***** Article *****

The following excerpt has been taken from the Occasional Paper titled ‘Globalisation and the Poor’ written by Johan Norberg. The paper is based on a contribution of the author to the workshop Campaigning for Free Trade; organised by the Liberal Institute of the Friedrich Naumann Foundation in November 2003.
The anti-globalisation movement had its coming-out party in Seattle in 1999, when thousands of activists and trade union members protested against a new round of trade negotiations in the World Trade Organisation. Millions were drawn to these protests because of a preceding anti-WTO statement that was circulated on the internet, and signed by about 1500 different groups, from churches to militant communists. Their first accusation against the WTO in the statement was that free trade and globalisation:
“…has contributed to the concentration of wealth in the hands of the rich few; increasing poverty for the majority of the world’s population; and unsustainable patterns of production and consumption.”
Poverty is also a major issue when you read anti-globalist writers and theoreticians. Their view is that globalisation is making the rich richer and the poor poorer. If this is their biggest concern, surely they should change their mind about the globalisation process if they got new information, which not merely shows that globalisation is not increasing poverty, but in fact an efficient way of reducing human poverty. That is what I am going to argue for in this paper, and I will also present the current debate on poverty measurements. What has happened to poverty in the era of globalisation, and why?
Relative or absolute?

***** Given data *****

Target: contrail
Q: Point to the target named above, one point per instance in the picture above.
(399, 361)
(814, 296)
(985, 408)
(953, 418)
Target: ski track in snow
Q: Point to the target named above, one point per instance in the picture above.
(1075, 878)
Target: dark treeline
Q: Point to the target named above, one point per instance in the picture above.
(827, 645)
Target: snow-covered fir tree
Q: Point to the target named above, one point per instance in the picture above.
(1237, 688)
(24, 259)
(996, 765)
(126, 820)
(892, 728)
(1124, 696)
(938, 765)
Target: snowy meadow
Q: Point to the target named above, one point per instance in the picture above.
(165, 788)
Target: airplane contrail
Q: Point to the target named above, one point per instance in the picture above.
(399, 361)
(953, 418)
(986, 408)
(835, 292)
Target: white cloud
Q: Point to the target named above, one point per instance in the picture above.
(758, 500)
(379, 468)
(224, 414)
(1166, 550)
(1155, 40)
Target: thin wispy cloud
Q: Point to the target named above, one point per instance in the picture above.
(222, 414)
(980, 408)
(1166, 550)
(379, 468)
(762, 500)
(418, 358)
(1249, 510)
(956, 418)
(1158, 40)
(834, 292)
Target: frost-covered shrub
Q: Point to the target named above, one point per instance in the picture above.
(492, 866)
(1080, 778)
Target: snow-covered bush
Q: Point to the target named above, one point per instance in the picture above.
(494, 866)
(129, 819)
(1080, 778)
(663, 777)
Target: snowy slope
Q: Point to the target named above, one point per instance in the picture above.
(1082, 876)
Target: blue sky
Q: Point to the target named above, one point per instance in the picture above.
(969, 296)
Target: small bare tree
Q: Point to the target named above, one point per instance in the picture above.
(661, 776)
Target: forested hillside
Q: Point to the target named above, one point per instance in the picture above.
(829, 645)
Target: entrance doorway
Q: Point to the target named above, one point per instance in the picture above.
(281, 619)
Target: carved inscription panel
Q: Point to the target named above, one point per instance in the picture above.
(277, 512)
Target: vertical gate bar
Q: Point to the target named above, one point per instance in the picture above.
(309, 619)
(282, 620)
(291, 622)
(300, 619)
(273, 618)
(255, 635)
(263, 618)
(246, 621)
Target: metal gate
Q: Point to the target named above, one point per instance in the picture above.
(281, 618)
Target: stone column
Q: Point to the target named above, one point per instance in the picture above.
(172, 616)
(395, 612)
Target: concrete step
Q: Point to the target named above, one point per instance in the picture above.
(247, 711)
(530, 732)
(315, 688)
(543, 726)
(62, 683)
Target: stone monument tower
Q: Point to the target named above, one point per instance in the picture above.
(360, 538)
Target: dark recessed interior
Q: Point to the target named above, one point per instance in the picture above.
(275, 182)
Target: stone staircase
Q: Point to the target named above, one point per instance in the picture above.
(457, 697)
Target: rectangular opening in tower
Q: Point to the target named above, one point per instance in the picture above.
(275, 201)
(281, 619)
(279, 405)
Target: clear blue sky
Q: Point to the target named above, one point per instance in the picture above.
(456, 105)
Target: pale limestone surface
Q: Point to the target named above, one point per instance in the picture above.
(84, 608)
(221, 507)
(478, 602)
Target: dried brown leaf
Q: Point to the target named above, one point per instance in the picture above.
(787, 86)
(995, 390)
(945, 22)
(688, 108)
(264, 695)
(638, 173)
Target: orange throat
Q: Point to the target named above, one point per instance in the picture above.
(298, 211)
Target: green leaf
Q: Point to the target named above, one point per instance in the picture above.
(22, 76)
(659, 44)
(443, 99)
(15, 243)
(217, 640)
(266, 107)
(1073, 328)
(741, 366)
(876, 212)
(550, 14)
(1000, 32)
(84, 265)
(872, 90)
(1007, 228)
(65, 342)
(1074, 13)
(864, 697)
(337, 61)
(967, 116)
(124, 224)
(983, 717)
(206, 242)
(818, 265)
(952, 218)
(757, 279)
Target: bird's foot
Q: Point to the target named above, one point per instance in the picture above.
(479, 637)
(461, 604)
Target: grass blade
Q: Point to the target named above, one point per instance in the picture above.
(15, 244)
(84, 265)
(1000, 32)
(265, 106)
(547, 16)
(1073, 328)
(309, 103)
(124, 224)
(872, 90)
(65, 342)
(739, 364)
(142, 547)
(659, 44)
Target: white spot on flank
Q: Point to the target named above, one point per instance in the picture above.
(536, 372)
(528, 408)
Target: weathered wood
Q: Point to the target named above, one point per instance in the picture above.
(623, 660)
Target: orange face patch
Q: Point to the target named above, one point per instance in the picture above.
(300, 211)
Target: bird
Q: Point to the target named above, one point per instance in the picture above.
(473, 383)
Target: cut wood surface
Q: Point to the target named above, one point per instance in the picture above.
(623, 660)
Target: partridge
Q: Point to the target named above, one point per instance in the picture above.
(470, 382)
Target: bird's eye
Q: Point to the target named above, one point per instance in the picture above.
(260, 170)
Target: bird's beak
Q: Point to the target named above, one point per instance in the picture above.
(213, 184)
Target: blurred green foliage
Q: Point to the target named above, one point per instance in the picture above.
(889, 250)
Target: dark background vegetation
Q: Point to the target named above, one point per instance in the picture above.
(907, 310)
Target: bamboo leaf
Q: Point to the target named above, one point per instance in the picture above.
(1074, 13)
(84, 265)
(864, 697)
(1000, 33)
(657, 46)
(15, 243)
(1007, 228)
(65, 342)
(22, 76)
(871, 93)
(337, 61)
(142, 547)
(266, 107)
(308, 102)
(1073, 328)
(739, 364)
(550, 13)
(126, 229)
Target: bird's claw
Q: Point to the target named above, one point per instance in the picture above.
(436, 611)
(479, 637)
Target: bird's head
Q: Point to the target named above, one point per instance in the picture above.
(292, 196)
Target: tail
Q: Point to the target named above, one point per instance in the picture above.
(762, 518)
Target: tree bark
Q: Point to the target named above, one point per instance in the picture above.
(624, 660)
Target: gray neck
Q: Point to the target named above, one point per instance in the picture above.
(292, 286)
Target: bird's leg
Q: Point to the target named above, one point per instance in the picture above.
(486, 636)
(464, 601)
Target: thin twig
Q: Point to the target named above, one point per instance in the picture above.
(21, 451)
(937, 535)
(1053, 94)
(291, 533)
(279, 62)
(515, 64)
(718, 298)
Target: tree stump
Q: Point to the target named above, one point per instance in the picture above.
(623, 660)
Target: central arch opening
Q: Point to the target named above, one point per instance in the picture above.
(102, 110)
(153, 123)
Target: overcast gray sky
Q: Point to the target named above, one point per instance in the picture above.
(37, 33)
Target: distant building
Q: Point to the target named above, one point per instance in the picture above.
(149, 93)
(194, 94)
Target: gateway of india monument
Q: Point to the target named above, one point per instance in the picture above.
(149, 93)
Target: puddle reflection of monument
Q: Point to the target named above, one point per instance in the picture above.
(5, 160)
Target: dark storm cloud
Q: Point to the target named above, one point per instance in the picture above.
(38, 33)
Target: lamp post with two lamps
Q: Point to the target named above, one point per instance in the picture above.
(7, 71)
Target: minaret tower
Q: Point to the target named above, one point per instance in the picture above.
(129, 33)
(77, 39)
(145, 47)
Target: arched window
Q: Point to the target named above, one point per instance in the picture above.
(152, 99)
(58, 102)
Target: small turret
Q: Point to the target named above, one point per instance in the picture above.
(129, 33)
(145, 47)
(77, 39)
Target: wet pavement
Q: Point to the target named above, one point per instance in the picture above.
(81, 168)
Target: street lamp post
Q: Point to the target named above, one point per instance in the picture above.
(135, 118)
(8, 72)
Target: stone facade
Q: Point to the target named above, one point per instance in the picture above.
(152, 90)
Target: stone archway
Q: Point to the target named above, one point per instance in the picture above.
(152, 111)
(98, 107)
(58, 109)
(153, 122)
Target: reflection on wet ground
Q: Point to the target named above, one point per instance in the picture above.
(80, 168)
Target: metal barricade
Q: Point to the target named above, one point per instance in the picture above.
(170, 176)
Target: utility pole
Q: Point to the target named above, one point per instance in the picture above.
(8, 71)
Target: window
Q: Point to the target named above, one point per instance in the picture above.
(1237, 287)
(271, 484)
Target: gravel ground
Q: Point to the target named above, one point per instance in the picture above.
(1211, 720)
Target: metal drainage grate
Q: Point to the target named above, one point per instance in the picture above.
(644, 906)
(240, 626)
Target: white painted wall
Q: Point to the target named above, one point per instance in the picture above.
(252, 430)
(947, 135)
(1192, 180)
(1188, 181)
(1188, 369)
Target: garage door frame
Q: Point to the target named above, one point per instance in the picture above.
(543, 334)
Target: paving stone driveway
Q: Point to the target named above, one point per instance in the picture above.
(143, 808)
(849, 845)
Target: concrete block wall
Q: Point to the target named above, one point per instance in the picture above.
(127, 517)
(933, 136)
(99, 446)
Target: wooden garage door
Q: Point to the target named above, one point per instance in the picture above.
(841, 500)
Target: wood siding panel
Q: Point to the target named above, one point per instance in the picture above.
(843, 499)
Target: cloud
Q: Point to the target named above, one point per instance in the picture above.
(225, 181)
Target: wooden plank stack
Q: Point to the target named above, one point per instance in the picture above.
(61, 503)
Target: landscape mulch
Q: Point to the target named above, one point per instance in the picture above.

*****

> Written problem 1
Substitute "economic integration" for "globalisation" and rewrite the excerpt on globalization and the poor, starting with "Poverty is also" and going on through "globalisation, and why?".
> Written problem 2
Continue the excerpt on globalization and the poor from the point where it stops.

> Final result 1
Poverty is also a major issue when you read anti-globalist writers and theoreticians. Their view is that economic integration is making the rich richer and the poor poorer. If this is their biggest concern, surely they should change their mind about the economic integration process if they got new information, which not merely shows that economic integration is not increasing poverty, but in fact an efficient way of reducing human poverty. That is what I am going to argue for in this paper, and I will also present the current debate on poverty measurements. What has happened to poverty in the era of economic integration, and why?

> Final result 2
To begin with, we must define what we mean when we discuss poverty. Most often there is a discussion whether absolute or relative poverty is the most relevant measurement. In this debate, I am an absolutist. Relative poverty is not a measure of poverty, but of inequality. Instead of measuring how poor someone is, it says how poor that person is in relation to others. One poverty concept frequently used, e.g. by the UNDP, rates a person as poor if they have less than half the median wage in the country where they live. This means that a person regarded as ‘loaded’ when living in a poor country like Nepal is considered as poor as a church mouse when living in the affluent USA. These relative figures, consequently, cannot be compared internationally.
But the biggest problem with the relative concept is that it completely distorts our view of poverty. Poverty in China has been reduced faster than ever in the last two decades. People have higher wages and better living standards than ever before. But at the same time income gaps within China have widened because towns and cities have grown faster than the countryside. Inequality has grown, and therefore, relative poverty has grown, even though everybody is richer than before. Surely there must be something wrong with a measure that says that poverty is increasing when everybody gets richer? Only those who consider wealth a greater problem than poverty can find a problem in some millionaires becoming billionaires while others get out of poverty.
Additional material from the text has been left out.